─── Given information ───
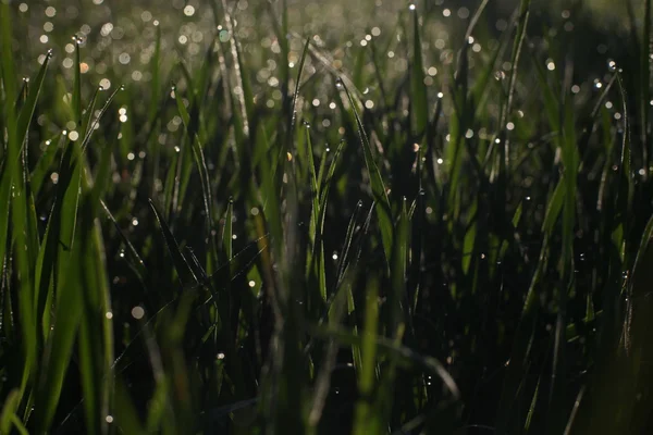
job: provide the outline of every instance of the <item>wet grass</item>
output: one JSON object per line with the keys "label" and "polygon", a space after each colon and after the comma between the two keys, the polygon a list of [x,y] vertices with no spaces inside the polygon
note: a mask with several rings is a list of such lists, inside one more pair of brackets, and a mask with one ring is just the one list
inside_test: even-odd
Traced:
{"label": "wet grass", "polygon": [[649,1],[173,3],[0,2],[0,433],[651,430]]}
───
What to produce ::
Can you return every line of the listing above word for word, leaving the pictures out?

Task response ::
job: provide the outline of every instance of the <item>wet grass</item>
output: one JSON object per line with the keys "label" and "polygon", a space after each colon and after the comma between the two keys, the polygon a list of [x,y] vertices with no spaces inside the polygon
note: a mask with several rings is a list of such lists, inside one more pair of brackets, and a mask with one ring is just the one list
inside_test: even-odd
Traced:
{"label": "wet grass", "polygon": [[649,1],[173,3],[0,2],[0,433],[651,430]]}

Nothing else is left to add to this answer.